• _Given exercise_
Rewrite everything from the line containing "Warehouse picking: mark the pine" down to the end of the records, requests and all. Shift every point coordinate by adding -124 to each number.

• _Records provided_
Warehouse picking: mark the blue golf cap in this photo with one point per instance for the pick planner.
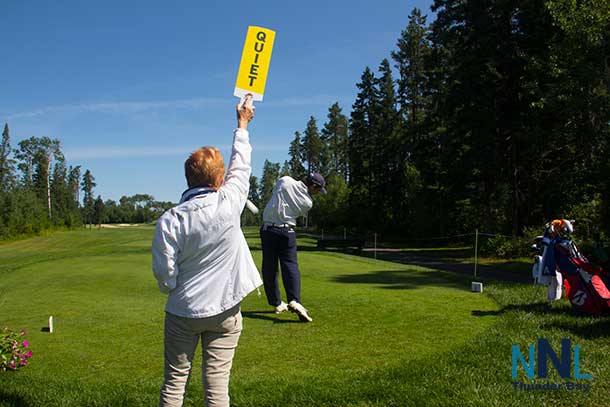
(317, 179)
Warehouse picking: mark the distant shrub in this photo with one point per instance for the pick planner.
(14, 352)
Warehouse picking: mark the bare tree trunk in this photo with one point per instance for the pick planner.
(49, 186)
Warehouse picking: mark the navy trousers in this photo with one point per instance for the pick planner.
(280, 244)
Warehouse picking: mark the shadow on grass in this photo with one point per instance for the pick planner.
(13, 400)
(599, 329)
(539, 308)
(263, 315)
(511, 271)
(406, 279)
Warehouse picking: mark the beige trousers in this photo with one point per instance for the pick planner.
(219, 336)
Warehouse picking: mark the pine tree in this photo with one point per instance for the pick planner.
(74, 182)
(6, 164)
(335, 136)
(361, 150)
(271, 172)
(411, 58)
(297, 171)
(98, 211)
(312, 146)
(285, 169)
(87, 185)
(388, 156)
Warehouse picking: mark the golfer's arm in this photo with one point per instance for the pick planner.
(237, 181)
(165, 250)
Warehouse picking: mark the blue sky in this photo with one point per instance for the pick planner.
(131, 87)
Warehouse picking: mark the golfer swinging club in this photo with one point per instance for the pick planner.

• _The answer_
Warehouse picking: mark the pine tree in this photo with one point per instance for the pick planner.
(-50, 58)
(-118, 40)
(211, 12)
(237, 26)
(147, 48)
(287, -66)
(173, 47)
(-26, 87)
(188, 22)
(161, 45)
(-37, 61)
(264, 32)
Warehouse picking: mark the golfer's arm in this photo with one point per instance for the pick planner.
(113, 57)
(41, 126)
Warehouse picking: mark the blue sky in this photo with one point per instance for the pick planner.
(7, -37)
Warehouse picking: mark the golfer swinging club in this photo with one point per instance for the pick planner.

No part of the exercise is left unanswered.